READING TEXT:
::::::

Attorney, Agent or Firm: Dover; Rennie William
Claims
I claim:
1. A power off-loading circuit, comprising:
an integrated circuit device having an input pin, a power relief pin, and
an output pin, wherein the integrated circuit device includes a switch
having a first current conducting electrode coupled to the output pin and
a second current conducting electrode coupled to power relief pin; and
a power dissipation resistor having a first electrode coupled to the input
pin of the integrated circuit device and a second electrode coupled to the
power relief pin of the integrated circuit device.
2. The power off-loading circuit of claim 1, wherein the integrated circuit
device is surface mounted on a circuit board.
3. The power off-loading circuit of claim 1, wherein the power dissipation
resistor is a discrete device that is surface mounted on a circuit board.
4. The power off-loading circuit of claim 1, wherein the switch has a
control electrode, and wherein the integrated circuit device further
includes
a resistor having a first electrode coupled to the input pin of the
integrated circuit device and a second electrode coupled to the control
electrode of the switch.
5. The power off-loading circuit of claim 4, wherein the switch is an
n-channel metal oxide semiconductor field effect transistor.

::::::

EXTRACTED MATERIAL:
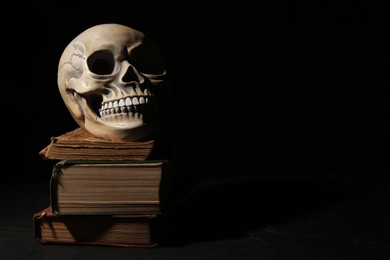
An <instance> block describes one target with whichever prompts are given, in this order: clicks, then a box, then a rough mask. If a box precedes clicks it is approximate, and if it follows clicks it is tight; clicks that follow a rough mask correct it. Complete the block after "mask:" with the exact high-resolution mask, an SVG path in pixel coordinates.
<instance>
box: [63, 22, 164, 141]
mask: <svg viewBox="0 0 390 260" xmlns="http://www.w3.org/2000/svg"><path fill="white" fill-rule="evenodd" d="M57 80H58V88H59V90H60V93H61V97H62V99H63V101H64V103H65V105H66V107H67V108H68V110H69V111H70V113H71V115H72V117H73V118H74V119H75V121H76V122H77V123H78V124H79V125H80V127H84V128H85V129H86V130H87V131H88V132H90V133H91V134H92V135H94V136H96V137H100V138H104V139H109V140H115V139H122V140H132V141H136V140H141V139H145V138H148V137H149V136H150V135H151V134H152V133H153V132H154V131H155V130H156V127H157V126H158V124H159V121H160V119H161V117H162V114H161V109H160V106H161V102H162V99H163V98H164V96H165V94H166V93H167V88H168V84H167V80H166V70H165V66H164V64H163V62H162V59H161V55H160V53H159V51H158V49H157V48H156V46H155V45H153V44H152V43H151V41H150V39H149V38H147V37H146V35H145V34H144V33H142V32H140V31H137V30H135V29H133V28H130V27H127V26H124V25H120V24H114V23H112V24H100V25H96V26H93V27H91V28H88V29H87V30H85V31H84V32H82V33H81V34H79V35H78V36H77V37H76V38H74V39H73V40H72V41H71V42H70V43H69V44H68V45H67V47H66V48H65V50H64V51H63V53H62V55H61V58H60V61H59V66H58V74H57Z"/></svg>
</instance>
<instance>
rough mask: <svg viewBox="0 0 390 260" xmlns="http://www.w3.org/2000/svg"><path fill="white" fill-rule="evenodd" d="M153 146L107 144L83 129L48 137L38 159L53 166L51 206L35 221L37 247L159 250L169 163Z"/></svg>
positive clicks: (49, 192) (107, 142)
mask: <svg viewBox="0 0 390 260" xmlns="http://www.w3.org/2000/svg"><path fill="white" fill-rule="evenodd" d="M153 148H154V141H153V140H149V141H139V142H126V141H109V140H104V139H100V138H96V137H94V136H92V135H91V134H90V133H88V132H87V131H85V130H84V129H82V128H77V129H75V130H74V131H71V132H68V133H65V134H63V135H61V136H58V137H52V138H51V141H50V143H49V145H48V146H47V147H45V148H44V149H43V150H42V151H40V152H39V154H40V155H41V156H42V157H43V158H44V159H50V160H56V162H55V164H54V167H53V170H52V175H51V179H50V188H49V196H50V205H48V207H47V208H44V209H40V210H39V211H37V212H36V213H35V214H34V215H33V226H34V237H35V238H36V239H37V240H38V241H39V242H40V243H41V244H85V245H105V246H121V247H156V246H158V245H159V237H160V235H161V234H160V231H161V228H160V222H161V216H162V214H163V213H164V209H165V207H166V202H167V196H168V193H169V185H170V183H171V179H172V178H171V177H172V175H171V170H170V163H169V160H167V159H161V158H160V159H154V158H153Z"/></svg>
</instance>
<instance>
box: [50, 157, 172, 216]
mask: <svg viewBox="0 0 390 260" xmlns="http://www.w3.org/2000/svg"><path fill="white" fill-rule="evenodd" d="M171 173H172V171H171V170H170V167H169V162H168V161H167V160H166V161H163V160H161V161H78V160H76V161H75V160H62V161H59V162H58V163H56V164H55V165H54V167H53V171H52V176H51V180H50V205H51V207H52V210H53V212H54V213H58V214H124V213H125V214H128V213H132V214H136V213H144V212H161V211H162V210H163V209H164V207H165V206H166V204H167V200H168V190H169V186H170V182H171V178H172V176H171Z"/></svg>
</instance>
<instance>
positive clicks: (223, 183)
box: [0, 0, 390, 259]
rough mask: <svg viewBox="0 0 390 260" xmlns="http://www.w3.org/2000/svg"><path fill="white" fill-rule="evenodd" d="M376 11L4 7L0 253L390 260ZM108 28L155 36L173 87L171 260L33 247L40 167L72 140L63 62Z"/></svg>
mask: <svg viewBox="0 0 390 260" xmlns="http://www.w3.org/2000/svg"><path fill="white" fill-rule="evenodd" d="M382 2H384V1H348V2H347V1H306V2H295V1H294V3H293V2H292V1H286V3H285V2H280V1H260V2H259V3H256V1H246V0H245V1H243V0H241V1H179V2H174V1H108V2H105V3H97V2H95V3H93V2H91V3H89V4H81V3H78V2H66V3H61V2H52V3H45V4H43V3H39V2H36V1H34V3H27V4H19V3H10V5H9V6H8V7H7V8H3V9H2V10H3V15H2V18H1V19H2V31H1V34H2V40H1V45H2V61H3V62H2V63H3V64H2V65H3V66H2V69H1V70H2V76H1V79H2V80H1V84H2V98H1V101H2V106H1V108H2V133H1V134H2V136H3V142H2V151H3V153H2V162H3V165H2V170H1V173H0V174H1V178H2V181H1V183H2V184H4V185H3V188H2V189H1V191H2V197H1V201H0V202H1V205H0V206H1V207H2V208H3V209H4V211H3V212H2V214H1V217H2V219H1V223H2V224H3V227H2V228H1V230H0V231H1V233H2V236H0V239H1V240H0V249H3V250H4V251H5V252H6V254H5V256H6V257H7V256H10V259H15V258H18V257H19V258H20V259H23V257H26V259H32V258H34V256H43V257H48V258H50V257H51V258H50V259H52V258H53V257H58V255H59V254H61V255H63V256H64V257H65V256H66V255H67V256H68V257H69V258H72V257H74V258H73V259H76V257H77V256H80V257H85V256H90V257H99V256H103V257H104V256H106V257H113V256H123V254H127V255H128V256H130V255H132V256H135V257H142V256H148V257H151V258H152V259H156V257H157V255H160V256H161V257H168V258H169V259H175V257H176V259H199V258H204V259H206V258H207V257H209V259H215V258H218V257H221V259H222V258H223V259H240V258H242V257H243V258H245V259H259V257H260V256H261V258H262V259H281V258H282V259H388V256H389V240H388V233H389V230H390V228H389V224H388V219H389V215H388V206H387V202H388V198H389V197H390V196H389V192H388V184H389V181H388V180H389V179H388V175H389V170H390V167H389V166H390V160H389V157H390V138H389V133H390V127H389V125H390V124H388V121H389V116H390V99H389V86H390V84H389V48H388V47H389V41H388V40H387V38H388V37H387V36H388V33H389V20H388V19H389V18H388V17H389V16H388V9H387V8H386V6H385V4H382ZM111 22H115V23H121V24H124V25H127V26H130V27H133V28H134V29H137V30H140V31H142V32H144V33H145V34H147V35H148V36H149V37H150V38H151V40H152V41H153V42H154V43H155V45H156V46H158V47H159V49H160V51H161V53H162V55H163V59H164V61H165V63H166V67H167V71H168V77H169V80H170V82H171V87H172V95H171V97H170V100H169V101H170V102H169V104H170V105H169V111H170V113H169V115H168V116H167V118H166V120H165V124H164V128H163V130H162V133H163V136H166V137H167V140H169V142H168V143H169V144H172V146H167V147H168V148H169V150H170V151H171V152H170V156H172V157H171V159H172V161H173V162H174V163H175V166H176V173H177V177H178V180H177V182H176V191H178V193H176V195H177V197H176V200H177V201H178V203H177V208H176V209H175V211H174V214H173V216H172V218H170V219H168V226H170V227H171V228H172V229H170V230H169V232H168V236H171V237H169V238H167V240H166V241H165V242H166V243H167V244H166V245H168V248H164V247H163V248H162V249H161V250H157V251H156V252H154V251H142V250H135V251H132V250H130V251H127V250H116V249H110V248H108V249H104V248H99V249H97V248H92V249H91V250H89V249H88V248H77V247H70V248H69V247H39V245H38V243H37V242H36V241H34V239H33V237H32V227H31V217H32V214H33V213H34V212H36V211H38V210H40V209H42V208H43V207H44V206H47V203H48V192H49V190H48V186H47V184H48V182H49V178H50V175H51V170H52V165H53V162H51V161H44V160H42V158H41V157H40V156H39V154H38V153H39V151H40V150H42V149H43V148H44V147H45V146H46V145H48V143H49V141H50V138H51V137H52V136H58V135H61V134H63V133H65V132H67V131H71V130H73V129H74V128H75V127H77V125H76V123H75V121H74V120H73V119H72V117H71V115H70V113H69V112H68V111H67V110H66V108H65V105H64V104H63V101H62V99H61V97H60V94H59V91H58V87H57V66H58V61H59V58H60V56H61V54H62V51H63V50H64V48H65V47H66V46H67V44H68V43H69V42H70V41H71V40H72V39H73V38H74V37H76V36H77V35H78V34H79V33H81V32H82V31H84V30H85V29H87V28H89V27H91V26H93V25H96V24H100V23H111ZM193 183H195V185H194V186H195V188H194V186H191V185H192V184H193ZM199 184H201V185H199ZM227 213H230V214H227ZM221 216H223V217H221ZM21 244H22V245H24V248H23V250H14V249H10V248H19V247H20V246H21ZM170 245H173V247H170ZM62 253H63V254H62ZM121 254H122V255H121ZM280 257H281V258H280ZM382 257H383V258H382ZM38 259H40V258H39V257H38Z"/></svg>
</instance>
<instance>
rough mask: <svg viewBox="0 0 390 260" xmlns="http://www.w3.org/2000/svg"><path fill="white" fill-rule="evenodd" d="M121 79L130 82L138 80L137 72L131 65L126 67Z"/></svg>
mask: <svg viewBox="0 0 390 260" xmlns="http://www.w3.org/2000/svg"><path fill="white" fill-rule="evenodd" d="M122 81H123V82H132V81H136V82H139V78H138V76H137V73H135V71H134V68H133V67H131V66H129V67H128V68H127V71H126V73H125V75H123V77H122Z"/></svg>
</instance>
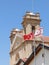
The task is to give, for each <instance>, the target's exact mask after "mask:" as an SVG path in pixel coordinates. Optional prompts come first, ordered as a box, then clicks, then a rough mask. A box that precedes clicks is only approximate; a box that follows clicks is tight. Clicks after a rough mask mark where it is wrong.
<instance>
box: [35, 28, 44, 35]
mask: <svg viewBox="0 0 49 65" xmlns="http://www.w3.org/2000/svg"><path fill="white" fill-rule="evenodd" d="M42 34H43V28H40V29H36V30H35V36H42Z"/></svg>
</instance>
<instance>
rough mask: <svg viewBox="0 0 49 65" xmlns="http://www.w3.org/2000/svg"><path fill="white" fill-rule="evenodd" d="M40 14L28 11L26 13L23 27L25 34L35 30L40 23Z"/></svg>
mask: <svg viewBox="0 0 49 65" xmlns="http://www.w3.org/2000/svg"><path fill="white" fill-rule="evenodd" d="M40 21H41V19H40V14H39V13H36V14H34V13H31V12H26V14H25V15H24V17H23V22H22V25H23V28H24V31H25V34H29V33H30V32H33V31H34V30H35V26H36V25H40Z"/></svg>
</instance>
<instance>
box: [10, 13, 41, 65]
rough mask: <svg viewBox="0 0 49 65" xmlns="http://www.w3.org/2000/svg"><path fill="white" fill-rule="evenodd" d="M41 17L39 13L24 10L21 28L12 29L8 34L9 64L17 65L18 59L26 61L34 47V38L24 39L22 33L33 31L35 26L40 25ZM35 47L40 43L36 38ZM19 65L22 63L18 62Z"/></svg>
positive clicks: (21, 64)
mask: <svg viewBox="0 0 49 65" xmlns="http://www.w3.org/2000/svg"><path fill="white" fill-rule="evenodd" d="M40 22H41V19H40V14H39V13H36V14H34V13H32V12H26V14H25V15H24V17H23V21H22V23H21V24H22V26H23V29H22V30H19V29H13V30H12V31H11V34H10V40H11V44H10V65H18V64H17V63H18V62H19V60H20V59H22V60H23V61H26V60H27V59H28V58H29V56H30V55H31V54H32V51H33V49H34V40H33V39H30V40H24V39H23V35H24V34H29V33H31V32H33V33H34V32H35V26H37V25H40ZM35 41H36V47H37V46H38V45H39V44H40V43H41V39H39V38H38V39H37V40H35ZM19 65H23V63H22V64H19Z"/></svg>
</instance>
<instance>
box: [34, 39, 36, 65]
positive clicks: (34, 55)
mask: <svg viewBox="0 0 49 65" xmlns="http://www.w3.org/2000/svg"><path fill="white" fill-rule="evenodd" d="M33 44H34V65H36V51H35V48H36V44H35V39H34V42H33Z"/></svg>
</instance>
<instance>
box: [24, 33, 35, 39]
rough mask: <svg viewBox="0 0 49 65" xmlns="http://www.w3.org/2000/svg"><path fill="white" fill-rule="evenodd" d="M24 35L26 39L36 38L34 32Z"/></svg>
mask: <svg viewBox="0 0 49 65" xmlns="http://www.w3.org/2000/svg"><path fill="white" fill-rule="evenodd" d="M23 37H24V40H31V39H33V38H34V34H33V33H30V34H28V35H24V36H23Z"/></svg>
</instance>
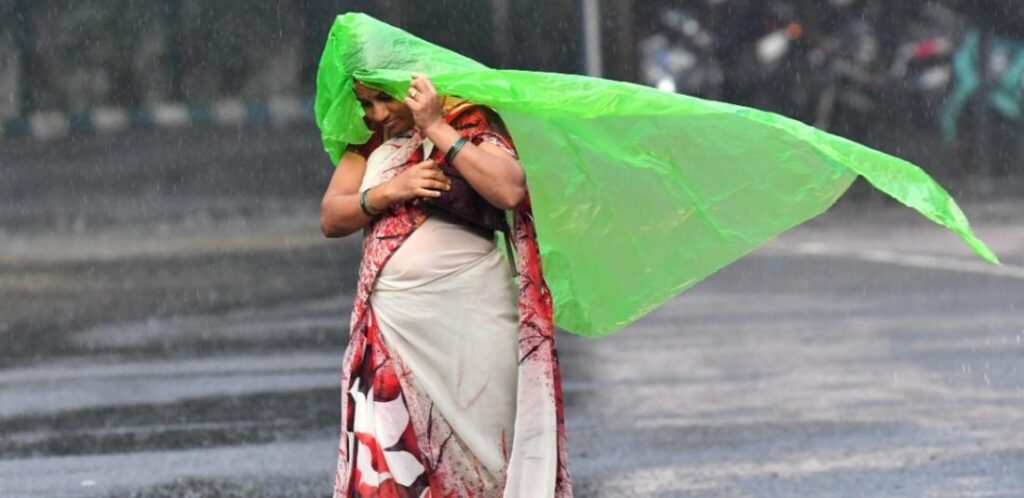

::::::

According to the patent claims, what kind of transistor is the switch in claim 5?

An n-channel metal oxide semiconductor field effect transistor.